++++ Text under study

Traditional research methods based on intuition and trial-and-error have already revealed the great potential that polymer materials hold. However, new approaches are required to identify and develop novel applications given the macromolecular structural variety of specific polymer materials. The emerging field of polymer informatics aims to answer this demand by employing AI- and ML-based methods for data- and information-centric research.

How Can Polymer Informatics Help Polymer Research?

Building reliable empirical models based on fundamental physical and chemical properties can facilitate the prediction of polymer characteristics. Polymer Genome is an ML-based tool capable of rapidly predicting a variety of polymer properties. The prediction models used in Polymer Genome are trained on existing polymers databases, experimental polymer data, or first principles computations. 

In polymer informatics, a large pool of chemically or synthetically feasible polymers can be used for high-throughput screening of potential candidates by applying predictive models relevant to the target material properties.

Polymer synthesis can be a costly and labor-intensive process; thus, experimental design algorithms can be an ideal solution to minimize the number of new experiments required to reach a design goal. Such algorithms exploit the knowledge embedded in existing data to suggest which candidates may best satisfy the design goal.

Key Developments in the Polymer Industry Using AI and ML

The polymer materials must meet several desired property requirements to be a good candidate for any specific application. With sufficiently large datasets to support the use of modern ML technology, polymer informatics can be a powerful tool for the discovery of novel polymers. Many research groups adopt data-driven approaches to polymer design and significantly improve their productivity of developing new functional polymers for the rapidly expanding market of polymer materials.

Polymer Dielectrics for Energy Storage

With the growing demand for polymer-based high-performance energy storage capacitors, polymer informatics can significantly facilitate discovery of novel polymer dielectrics.

Defining multiple desired properties, such as high glass transition temperature and dielectric strength, combined with computation and data-driven ML strategies, has resulted in developing and synthesizing novel dielectric films; these have shown excellent thermal stability at extreme temperatures.

Polymer Electrolytes for Li-Ion Batteries

Another example where AI-based property prediction models and design algorithms have proven successful is the development of safer solid polymer electrolyte materials for rechargeable Li-ion batteries. A research group from the Department of Materials Science and Engineering at MIT in the USA used ML-aided coarse-grained molecular dynamics simulations to design polymer electrolytes with high ionic conductivity and enhanced electrochemical stability. Their research was published in the journal Chemistry of Materials on April 22nd, 2020.

Conducting Polymers for Electronic Applications

Although most polymers are insulators, a class of intrinsically conducting polymers called conjugated polymers is extensively used in light-emitting diode and organic solar cells applications. Molecular doping can enhance the electrical properties of polymers, but discovering optimal polymer-dopant pairs providing optimal conductivity can be a time-consuming process given the complex nature of the electron transfer processes in polymers. Several high-performing donor/acceptor pairs for organic solar cells were recently discovered by employing regression-based property prediction models for organic molecules.

++++++++

Exercise objective >> List the headings of the application areas that the text on polymer informatics presents under "Key Developments in the Polymer Industry Using AI and ML." The material that follows is not needed for any of the work here.

++++ Excerpted records

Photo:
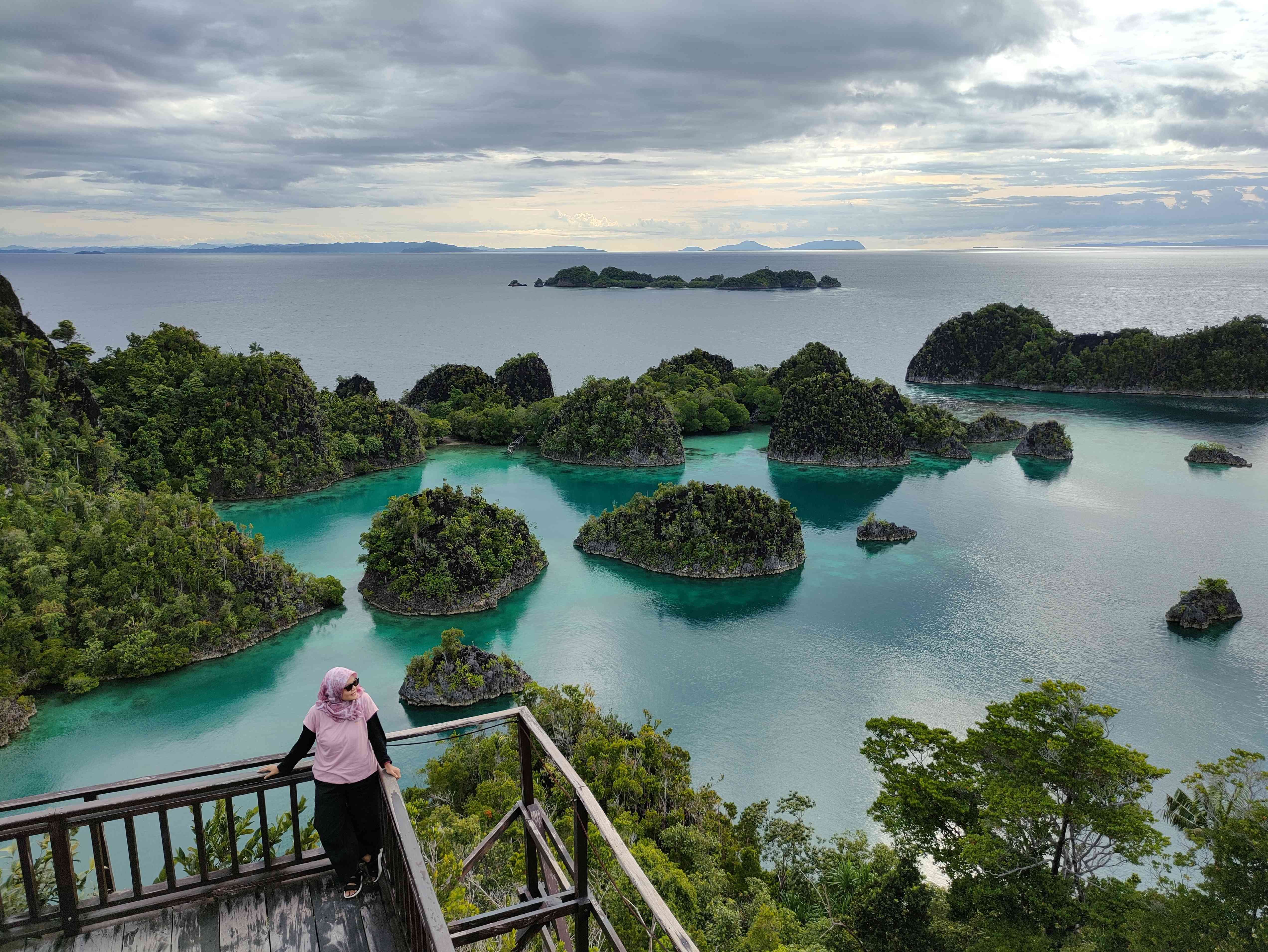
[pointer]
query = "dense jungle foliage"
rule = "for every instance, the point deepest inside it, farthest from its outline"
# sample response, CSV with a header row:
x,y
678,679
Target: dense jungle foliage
x,y
925,427
239,425
761,279
701,528
1026,818
614,423
465,402
707,392
443,546
99,581
839,420
812,360
1017,346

++++++++

Solution >>
- Polymer Dielectrics for Energy Storage
- Polymer Electrolytes for Li-Ion Batteries
- Conducting Polymers for Electronic Applications